> _KUTIPAN SUMBER_:
Mengatasi Moral siswa dengan pendidikan karakter. |
Oleh Ibnu Anwar
WAWASANews.com - Tantangan terbesar 74 tahun usia NKRI selain terorisme, penyalahgunaan narkoba, dan ancaman disintegrasi bangsa adalah kemerosotan moral. Kemerosotan moral sangat berbahaya dan mengancam keberlangsungan tongkat estafet kepemimpinan bangsa dan negara.
Banyak sekali kemerosotan moral yang merusak sendi-sendi tatanan masyarakat. Ada kemerosotan moral yang merugikan keuangan negara, seperti korupsi yang dilakukan oleh oknum pejabat. Kemerosotan moral yang memicu keresahan masyarakat seperti maraknya tindakan kriminal disertai tindakan kekerasan.
Yang terbaru adalah kemerosotan moral yang menganggu keutuhan negara seperti mudahnya masyarakat diprovokasi dan dibayar untuk melakukan kerusuhan. Selain itu, kemerosotan moral yang mengindikasikan parahnya kerusakan moral bangsa adalah tingginya angka kehamilan di luar nikah.
Kemerosotan moral yang saya sebut terakhir termasuk berbahaya karna memicu rantai permasalahan sosial yang berkelanjutan. Kenapa? Karena kehamilan di luar nikah banyak dialami remaja. Jelas mereka putus sekolah, belum matang secara emosional, dan mempengaruhi gizi dan kualitan anak yang dilahirkan. Tidak jarang kehamilan diluar nikah yang dialami remaja akan memicu kekerasan rumah tangga dan perceraian.
Lalu bagaimana mengudari benang kusut kemerosotan moral di negara kita? Tentunya keberlangsungan negara ini ditentukan oleh tingginya moral para penerus bangsa dengan ditandai semakin beradabnya masyarakat kita. Salah satu cara yang dilakukan Pemerintah untuk mencegah kemerosotan moral adalah melalui penguatan pendidikan karakter.

> _TANTANGAN_: Teruskan tulisan tentang kemerosotan moral dan pendidikan karakter di atas, mulai tepat setelah kalimat terakhirnya.

Entri tersimpan
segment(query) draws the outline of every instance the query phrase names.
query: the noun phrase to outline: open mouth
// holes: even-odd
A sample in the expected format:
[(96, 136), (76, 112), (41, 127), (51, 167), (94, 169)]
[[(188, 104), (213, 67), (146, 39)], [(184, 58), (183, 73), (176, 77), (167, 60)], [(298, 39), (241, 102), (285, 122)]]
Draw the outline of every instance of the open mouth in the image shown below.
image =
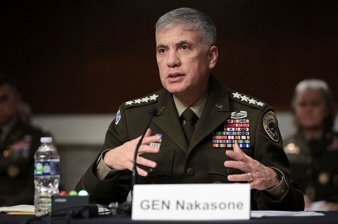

> _HASILNYA_:
Menurut laman Kemendikbud dalam artikel "Pendidikan Karakter Dorong Tumbuhnya Kompetensi Siswa Abad 21", penguatan pendidikan karakter di sekolah harus dapat menumbuhkan karakter siswa untuk dapat berpikir kritis, kreatif, mampu berkomunikasi, dan berkolaborasi, yang mampu bersaing di abad 21.
Hal itu sesuai dengan empat kompetensi yang harus dimiliki siswa di abad 21 yang disebut 4C, yaitu Critical Thinking and Problem Solving (berpikir kritis dan menyelesaikan masalah), Creativity (kreativitas), Communication Skills (kemampuan berkomunikasi), dan Ability to Work Collaboratively (kemampuan untuk bekerja sama).'
Baca: Guru dan Dilema Kedisiplinan
Penguatan pendidikan karakter yang dijabarkan dalam Intruksi Presiden Nomor 21 Tahun 2016 dan diperkuat oleh Peraturan Presiden Nomor 87 Tahun 2017 tentang Penguatan Pendidikan Karakter diharapkan mampu mempersiapakan generasi emas menjadi Pancasilais.
Oleh karena pentingnya penguatan pendidikan karakter, Menteri Pendidikan dan Kebudayaan mengeluarkan Permendikbud Nomor 20 Tahun 2018 tentang Penguatan Pendidikan Karakter Pada Satuan Pendidikan Formal.
Dalam Pasal 1 Permendikbud Nomor 20 Tahun 2018, disebutkan Penguatan Pendidikan Karakter yang selanjutnya disingkat PPK adalah gerakan pendidikan di bawah tanggung jawab satuan pendidikan untuk memperkuat karakter peserta didik melalui harmonisasi olah hati, olah rasa, olah pikir, dan olah raga dengan pelibatan dan kerja sama antara satuan pendidikan, keluarga, dan masyarakat sebagai bagian dari Gerakan Nasional Revolusi Mental (GNRM).
Sebab Negara Kesatuan Republik Indonesia didirikan untuk melindungi segenap bangsa dan seluruh tumpah darah Indonesia, dan untuk memajukan kesejahteraan umum, mencerdaskan kehidupan bangsa, dan ikut melaksanakan ketertiban dunia yang berdasarkan kemerdekaan, perdamaian abadi dan keadilan sosial.
Maka kewajiban kita sebagai bagian dari negara ini untuk ikut serta membangun masyarakat. Salah satu caranya adalah dengan peduli dengan lingkungan sekitar kita. Salah satu contoh bentuk kepedulian kita adalah cinta dan bangga menjadi warga negara Indonesia. Bagaimana mewujudkannya?
Kita dapat mewujudkan rasa cinta dan bangga sebagai warga negara denga peduli dengan hal-hal yang meresahkan masyarakat. Tindakan meresahkan masyarakat tidak sebatas pada kasus terorisme, tapi juga kenakalan anak-anak. Karena kenakalan anak-anak inilah yang memicu tingginya angka kehamilan diluar nikah dan menyebabkan terganggunya kualitas penerus bangsa.
Penting kita ketahui bahwa segala bentuk kenakalan anak yang membenihkan kemerosotan moral berawal dari keluarga. Karena moral dan akhlak anak sedikit banyak dipengaruhi oleh kebiasaan yang dia terima di keluarganya dan masyarakat. Anak dengan orang tua suka marah-marah dengan kata-kata kasar, dipastikan akan berkata-kata kasar.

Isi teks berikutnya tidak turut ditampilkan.